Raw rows
** Begin **
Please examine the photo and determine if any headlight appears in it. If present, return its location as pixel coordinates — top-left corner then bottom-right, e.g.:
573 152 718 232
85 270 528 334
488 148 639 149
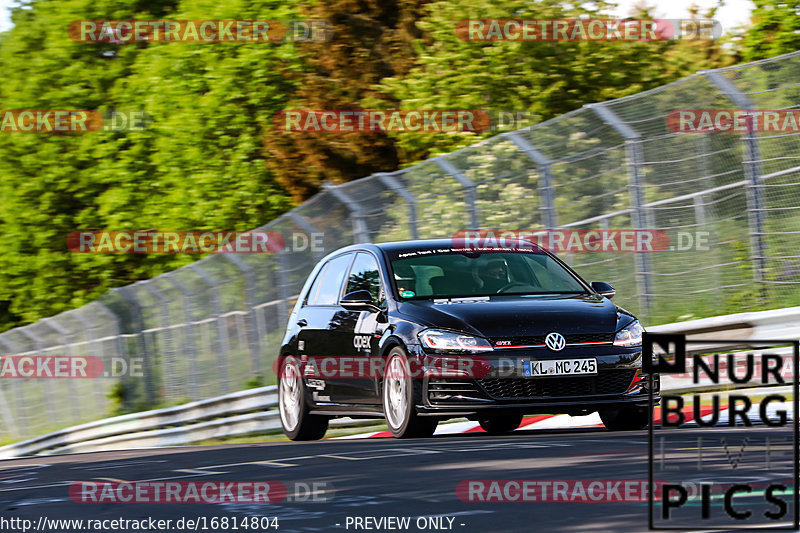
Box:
614 320 644 348
419 329 492 352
** End **
■ Task to complete ■
Reproduce every row above word for word, leaving the pictures out.

■ Result ■
Please examine the photo and determine if any headlight appears in it. If present, return its location as pixel coordinates — top-left corner then bottom-right, e.g.:
573 152 718 232
85 270 528 334
488 148 639 149
Box:
614 320 644 348
419 329 492 352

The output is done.